- [Exercise]: Reproduce the material in full, exactly as written.

[Source data]
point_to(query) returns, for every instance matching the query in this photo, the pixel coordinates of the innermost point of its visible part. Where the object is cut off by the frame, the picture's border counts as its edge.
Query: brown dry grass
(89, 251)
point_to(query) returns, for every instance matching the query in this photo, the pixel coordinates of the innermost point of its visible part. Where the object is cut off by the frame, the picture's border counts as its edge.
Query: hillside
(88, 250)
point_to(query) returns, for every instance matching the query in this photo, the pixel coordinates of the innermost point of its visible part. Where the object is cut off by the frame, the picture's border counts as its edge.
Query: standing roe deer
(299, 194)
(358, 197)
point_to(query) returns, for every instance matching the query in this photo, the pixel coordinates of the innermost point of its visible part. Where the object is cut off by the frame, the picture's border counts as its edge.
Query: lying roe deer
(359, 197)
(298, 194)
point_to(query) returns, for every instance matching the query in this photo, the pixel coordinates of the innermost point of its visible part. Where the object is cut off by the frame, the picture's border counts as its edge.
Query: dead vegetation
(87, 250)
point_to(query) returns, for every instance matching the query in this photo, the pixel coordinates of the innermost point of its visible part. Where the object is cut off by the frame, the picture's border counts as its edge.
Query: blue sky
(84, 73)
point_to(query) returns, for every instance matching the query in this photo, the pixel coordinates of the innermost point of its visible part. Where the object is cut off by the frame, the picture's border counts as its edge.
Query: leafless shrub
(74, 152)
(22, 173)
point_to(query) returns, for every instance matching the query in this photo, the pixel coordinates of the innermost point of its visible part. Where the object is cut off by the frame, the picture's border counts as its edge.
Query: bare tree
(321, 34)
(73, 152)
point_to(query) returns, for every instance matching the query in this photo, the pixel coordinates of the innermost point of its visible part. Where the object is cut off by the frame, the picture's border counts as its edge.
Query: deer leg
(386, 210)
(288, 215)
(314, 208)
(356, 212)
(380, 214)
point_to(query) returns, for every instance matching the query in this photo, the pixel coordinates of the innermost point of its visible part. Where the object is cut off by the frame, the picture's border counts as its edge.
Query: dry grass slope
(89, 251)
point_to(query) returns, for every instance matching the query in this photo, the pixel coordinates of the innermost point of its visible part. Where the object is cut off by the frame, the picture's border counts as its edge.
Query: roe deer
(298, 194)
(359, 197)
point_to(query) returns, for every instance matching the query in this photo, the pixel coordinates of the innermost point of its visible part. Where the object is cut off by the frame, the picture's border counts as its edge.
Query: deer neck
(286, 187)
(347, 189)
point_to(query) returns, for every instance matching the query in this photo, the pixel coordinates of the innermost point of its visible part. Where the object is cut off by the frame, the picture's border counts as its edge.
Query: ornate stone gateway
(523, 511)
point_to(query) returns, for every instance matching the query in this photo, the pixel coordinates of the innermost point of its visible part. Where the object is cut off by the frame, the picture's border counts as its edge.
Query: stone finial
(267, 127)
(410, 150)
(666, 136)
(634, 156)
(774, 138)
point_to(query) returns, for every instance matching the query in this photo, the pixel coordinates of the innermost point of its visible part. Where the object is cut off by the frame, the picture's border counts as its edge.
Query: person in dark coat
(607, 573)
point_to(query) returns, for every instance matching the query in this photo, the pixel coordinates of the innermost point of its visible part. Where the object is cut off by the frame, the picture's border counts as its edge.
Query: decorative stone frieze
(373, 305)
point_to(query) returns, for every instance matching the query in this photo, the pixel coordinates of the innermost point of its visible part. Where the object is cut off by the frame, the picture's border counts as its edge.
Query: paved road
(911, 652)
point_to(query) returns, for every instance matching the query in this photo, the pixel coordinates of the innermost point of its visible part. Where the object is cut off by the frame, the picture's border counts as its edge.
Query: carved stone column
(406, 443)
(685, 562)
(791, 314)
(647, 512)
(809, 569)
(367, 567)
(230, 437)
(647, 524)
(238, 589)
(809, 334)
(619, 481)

- [Exercise answer]:
point_to(query) returns, for every instance matching the query in this photo, the pixel coordinates of the innermost point of its visible part. Where the object is cut off by the frame, the picture's border counts as its edge.
Query: brown dry grass
(89, 251)
point_to(query) returns, for every instance matching the query in this photo, the pixel coordinates of the innermost point of its visible part. Where the object is cut off by the frame, the picture's border counts as its edge.
Query: hillside
(88, 250)
point_to(query) returns, for every instance matching the query in this photo, the pixel coordinates of the innermost point of its visible part. Where the object is cut off by the frame, the picture's border counts as its edge.
Query: standing roe deer
(299, 194)
(358, 197)
point_to(query) returns, for every instance matching the query in this photo, the pixel coordinates of the innermost point of its visible part. Where the object is cut off by the frame, the picture's border counts as its edge.
Query: lying roe deer
(359, 197)
(298, 194)
point_to(query) returns, for every instance matching the query in this photo, the pixel coordinates of the innermost point of its visible part. Where the object is cut off by the frame, the picture's border counts as its edge.
Query: dead vegetation
(87, 250)
point_to(query) returns, for every instance matching the query in this photo, the pixel coordinates of the innermost point of its visible part. Where the object is cut off by the frame, the picture's border counts as its edge.
Query: blue sky
(84, 73)
point_to(query) returns, for every instance matching the query in this photo, the pixel coordinates of the innermost point of its visible part. Where the object is cut off by the frame, the picture's border counts as its edge.
Query: leafless shrub
(74, 152)
(22, 173)
point_to(query) returns, for every instance matching the query in this photo, the pixel coordinates of the innermost point of its visible part. Where the object is cut off by the frame, the picture's border counts as its edge.
Query: bare tree
(321, 34)
(73, 152)
point_to(query) returns, for every instance matching the query in this photo, the pixel coordinates of the innermost point of its visible part. Where the object is cut off by the frame, the picture's border counts as its edge.
Query: deer leg
(386, 210)
(288, 215)
(314, 208)
(356, 212)
(380, 214)
point_to(query) returns, for every instance matching the query in this photo, the pixel coordinates of the innermost point of its visible part. Where the object is cut off by the frame, the picture's border counts as its edge.
Query: dry grass slope
(89, 251)
point_to(query) returns, for every instance matching the query in this photo, the pixel coordinates of the innermost point of its visible part. Where the object is cut off by the frame, the picture's border counts as its edge.
Query: roe deer
(298, 194)
(359, 197)
point_to(query) returns, for every instance matching the query in this photo, the pixel coordinates of the innermost point of its visible part. Where the object is cut off by the frame, the picture's border counts as its edge.
Query: deer neck
(286, 187)
(347, 189)
point_to(query) returns, for every instance matching the query in this photo, the pixel coordinates of the innermost point of its visible part. Where the object is cut off by the frame, the picture's border counts as its edge.
Query: ornate stone gateway
(523, 511)
point_to(query) returns, for every instance matching the query in this photo, the pixel coordinates of the innermost point of its visible part. Where the object is cut off by the frame, the picture's border counts as its edge.
Query: stone finial
(267, 127)
(410, 150)
(666, 136)
(634, 156)
(774, 138)
point_to(query) returns, for every instance matching the query in this photo, the pixel coordinates of the innermost point of its visible part. Where the object is cut off by the frame, the picture's border counts as its edge.
Query: person in dark coat
(607, 573)
point_to(query) returns, for every instance matching the query in this photo, the pixel coordinates of the innermost point of its visible part. Where the object is cut off by the frame, the picture's border counts as its edge.
Query: decorative stone frieze
(373, 305)
point_to(query) returns, for every instance matching the query in this photo, the pixel coordinates of the innermost point of its visible part. Where the object is cut off by the frame, the picture's border counts as its edge.
Query: paved road
(911, 652)
point_to(query) returns, for every instance matching the query in this photo, the pixel coordinates of the innermost point of its visible part. Where the object is cut off by the frame, the picture's border counts as its edge.
Query: carved stone column
(406, 443)
(685, 562)
(791, 314)
(647, 512)
(809, 569)
(367, 567)
(230, 437)
(647, 524)
(238, 589)
(809, 334)
(619, 481)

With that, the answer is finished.